SOURCE TEXT:
_ _ _
Health and Healthcare Systems

American babies are 76% more likely to die before their first birthday than those born in other wealthy countries

A girl plays in front of the skyline of New York's Lower Manhattan and One World Trade Center in a park along the Hudson River in Hoboken, New Jersey, September 5, 2013. New York will mark the 12th anniversary of the 9/11 attack on the World Trade center next week.  REUTERS/Gary Hershorn (UNITED STATES - Tags: CITYSCAPE ANNIVERSARY)

Among wealthy countries, the US has had the smallest improvement in improving infant mortality. Image: REUTERS/Gary Hershorn

Alex Gray
Senior Writer, Forum Agenda

The US spends more per person on children’s healthcare than any other country, yet American kids are much more likely to die than those in other rich nations.

That’s the conclusion of a new study which looked at 50 years’ worth of child mortality data.

It compared childhood outcomes in the US with those in 19 OECD countries, including Canada, Australia, Switzerland, Italy and Germany, all of which have similar levels of economic development.

Whilst globally child mortality has reduced significantly over the last five decades, the improvement in the US has been the smallest among wealthy countries. Over the time period, 600,000 more children died in the US than in other countries in the study.
_ _ _
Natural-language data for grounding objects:
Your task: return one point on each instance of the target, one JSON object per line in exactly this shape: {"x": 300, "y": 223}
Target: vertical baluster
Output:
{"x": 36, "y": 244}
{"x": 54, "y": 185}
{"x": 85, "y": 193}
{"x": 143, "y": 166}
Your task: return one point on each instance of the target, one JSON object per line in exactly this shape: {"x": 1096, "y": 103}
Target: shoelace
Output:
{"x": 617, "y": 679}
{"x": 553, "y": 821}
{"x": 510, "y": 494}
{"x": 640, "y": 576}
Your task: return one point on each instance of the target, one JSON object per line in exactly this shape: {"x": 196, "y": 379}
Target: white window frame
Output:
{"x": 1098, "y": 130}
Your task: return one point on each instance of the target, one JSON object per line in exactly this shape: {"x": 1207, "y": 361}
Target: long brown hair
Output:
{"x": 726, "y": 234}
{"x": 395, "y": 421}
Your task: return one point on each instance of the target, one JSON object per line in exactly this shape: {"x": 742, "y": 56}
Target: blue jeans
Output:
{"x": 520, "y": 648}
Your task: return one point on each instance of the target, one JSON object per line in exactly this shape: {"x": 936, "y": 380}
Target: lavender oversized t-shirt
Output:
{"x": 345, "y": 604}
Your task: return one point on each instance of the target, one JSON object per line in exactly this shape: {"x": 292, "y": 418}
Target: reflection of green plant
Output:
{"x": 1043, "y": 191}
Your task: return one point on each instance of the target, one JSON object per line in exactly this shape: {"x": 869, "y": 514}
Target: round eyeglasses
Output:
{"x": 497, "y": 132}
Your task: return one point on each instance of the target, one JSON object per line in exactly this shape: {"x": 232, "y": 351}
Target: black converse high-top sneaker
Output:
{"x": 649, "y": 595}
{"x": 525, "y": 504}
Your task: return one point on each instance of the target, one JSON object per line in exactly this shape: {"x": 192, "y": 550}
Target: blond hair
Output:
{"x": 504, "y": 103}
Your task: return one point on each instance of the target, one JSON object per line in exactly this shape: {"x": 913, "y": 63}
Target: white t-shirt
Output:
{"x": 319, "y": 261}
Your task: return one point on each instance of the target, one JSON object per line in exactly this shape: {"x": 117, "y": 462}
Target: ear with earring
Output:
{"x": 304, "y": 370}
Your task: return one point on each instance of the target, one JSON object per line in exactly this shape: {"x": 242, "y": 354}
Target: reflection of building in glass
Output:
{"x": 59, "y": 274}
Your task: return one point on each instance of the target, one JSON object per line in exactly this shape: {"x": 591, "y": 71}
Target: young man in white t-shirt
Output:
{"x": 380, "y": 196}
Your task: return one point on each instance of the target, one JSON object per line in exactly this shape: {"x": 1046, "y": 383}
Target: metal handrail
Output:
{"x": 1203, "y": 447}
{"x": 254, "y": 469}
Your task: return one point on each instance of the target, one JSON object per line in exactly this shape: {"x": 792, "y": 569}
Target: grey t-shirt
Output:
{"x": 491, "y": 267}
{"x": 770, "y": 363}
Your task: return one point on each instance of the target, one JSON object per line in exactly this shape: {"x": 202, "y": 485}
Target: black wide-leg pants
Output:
_ _ _
TASK REQUIREMENTS: Return the part of the child mortality article starting at "Among wealthy countries, the" and ending at "in the study.". Use only the article on US child mortality.

ANSWER BOX:
Among wealthy countries, the US has had the smallest improvement in improving infant mortality. Image: REUTERS/Gary Hershorn

Alex Gray
Senior Writer, Forum Agenda

The US spends more per person on children’s healthcare than any other country, yet American kids are much more likely to die than those in other rich nations.

That’s the conclusion of a new study which looked at 50 years’ worth of child mortality data.

It compared childhood outcomes in the US with those in 19 OECD countries, including Canada, Australia, Switzerland, Italy and Germany, all of which have similar levels of economic development.

Whilst globally child mortality has reduced significantly over the last five decades, the improvement in the US has been the smallest among wealthy countries. Over the time period, 600,000 more children died in the US than in other countries in the study.